Reproduce without alteration the part of the listing below that opens with the line containing "In this medical slide, the pathologist wants the pool coping" and continues through the end of the listing, with both the opening line and the final line included.

"""

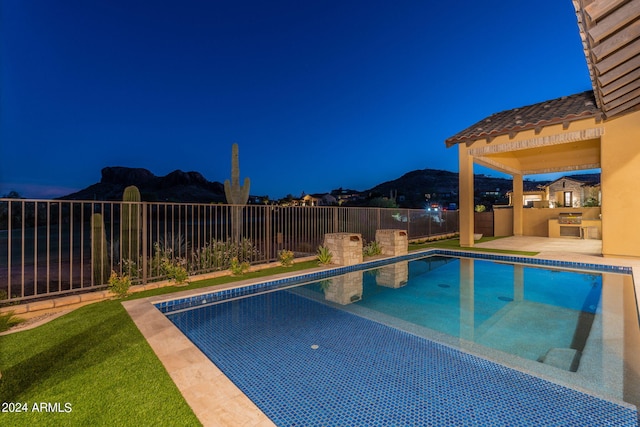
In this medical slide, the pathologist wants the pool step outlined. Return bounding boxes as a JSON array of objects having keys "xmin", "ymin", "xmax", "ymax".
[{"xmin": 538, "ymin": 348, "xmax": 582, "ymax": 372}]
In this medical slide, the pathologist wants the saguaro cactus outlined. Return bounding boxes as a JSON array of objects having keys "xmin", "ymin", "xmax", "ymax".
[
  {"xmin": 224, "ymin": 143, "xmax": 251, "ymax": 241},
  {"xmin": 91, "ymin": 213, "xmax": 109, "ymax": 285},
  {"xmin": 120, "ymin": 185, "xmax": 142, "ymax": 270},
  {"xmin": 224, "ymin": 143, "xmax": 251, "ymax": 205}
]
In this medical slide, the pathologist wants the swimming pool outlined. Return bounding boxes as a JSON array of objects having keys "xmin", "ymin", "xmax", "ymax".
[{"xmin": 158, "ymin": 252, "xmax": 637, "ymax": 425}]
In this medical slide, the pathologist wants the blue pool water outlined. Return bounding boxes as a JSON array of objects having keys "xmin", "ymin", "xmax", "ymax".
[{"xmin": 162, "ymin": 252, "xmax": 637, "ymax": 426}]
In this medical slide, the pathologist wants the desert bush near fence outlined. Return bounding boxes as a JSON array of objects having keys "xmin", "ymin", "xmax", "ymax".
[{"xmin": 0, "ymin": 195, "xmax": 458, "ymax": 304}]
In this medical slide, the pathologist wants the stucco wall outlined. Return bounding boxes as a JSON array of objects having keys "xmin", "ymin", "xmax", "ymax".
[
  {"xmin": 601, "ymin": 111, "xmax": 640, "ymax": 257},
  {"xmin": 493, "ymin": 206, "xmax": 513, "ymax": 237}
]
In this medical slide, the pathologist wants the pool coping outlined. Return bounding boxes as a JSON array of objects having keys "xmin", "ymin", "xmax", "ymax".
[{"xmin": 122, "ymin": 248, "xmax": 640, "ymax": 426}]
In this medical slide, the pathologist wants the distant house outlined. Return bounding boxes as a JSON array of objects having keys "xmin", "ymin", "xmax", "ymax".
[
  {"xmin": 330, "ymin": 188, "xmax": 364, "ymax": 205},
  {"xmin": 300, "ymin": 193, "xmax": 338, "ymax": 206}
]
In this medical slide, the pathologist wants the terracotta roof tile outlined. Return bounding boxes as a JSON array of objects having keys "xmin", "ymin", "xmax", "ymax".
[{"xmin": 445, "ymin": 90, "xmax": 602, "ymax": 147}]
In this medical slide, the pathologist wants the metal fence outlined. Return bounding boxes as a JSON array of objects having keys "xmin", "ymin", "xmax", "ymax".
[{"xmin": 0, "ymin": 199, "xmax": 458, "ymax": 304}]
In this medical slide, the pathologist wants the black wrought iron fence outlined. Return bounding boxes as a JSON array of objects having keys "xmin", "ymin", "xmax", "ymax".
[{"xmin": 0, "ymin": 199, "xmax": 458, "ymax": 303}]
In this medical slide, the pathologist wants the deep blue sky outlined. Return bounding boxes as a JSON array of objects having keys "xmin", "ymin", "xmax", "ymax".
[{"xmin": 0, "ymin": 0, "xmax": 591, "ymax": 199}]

"""

Solution to this exercise →
In this medical slide, the pathologist wants the pool coping outlined. Return bounding boxes as a JSON array of objects having keys "xmin", "ymin", "xmax", "ymax".
[{"xmin": 122, "ymin": 248, "xmax": 640, "ymax": 426}]
In this medical slide, the pathologist wants the distant house outlined. Return bounding boxes as a JSON array of objects having keys "xmin", "ymin", "xmax", "ymax".
[
  {"xmin": 330, "ymin": 188, "xmax": 364, "ymax": 205},
  {"xmin": 300, "ymin": 193, "xmax": 338, "ymax": 206}
]
In this medical slide, the pathologist wants the terracotta roof tile outlined. Return bounding boxes as a JSON array of objects having keys "xmin", "ymin", "xmax", "ymax".
[{"xmin": 445, "ymin": 90, "xmax": 602, "ymax": 147}]
In this medical slide, the pathologist wants the metal fence outlined. Return bounding boxes as a JSON array of objects having keys "xmin", "ymin", "xmax", "ymax".
[{"xmin": 0, "ymin": 199, "xmax": 458, "ymax": 304}]
In this medical slide, the pathologist wants the black wrought iron fence outlined. Return bounding boxes as a JSON array of objects having keys "xmin", "ymin", "xmax", "ymax".
[{"xmin": 0, "ymin": 199, "xmax": 458, "ymax": 303}]
In this medical slide, the pathologist wants the deep blue sky outlined. Return bounding boxes as a JSON array of objects having keys "xmin", "ymin", "xmax", "ymax".
[{"xmin": 0, "ymin": 0, "xmax": 591, "ymax": 199}]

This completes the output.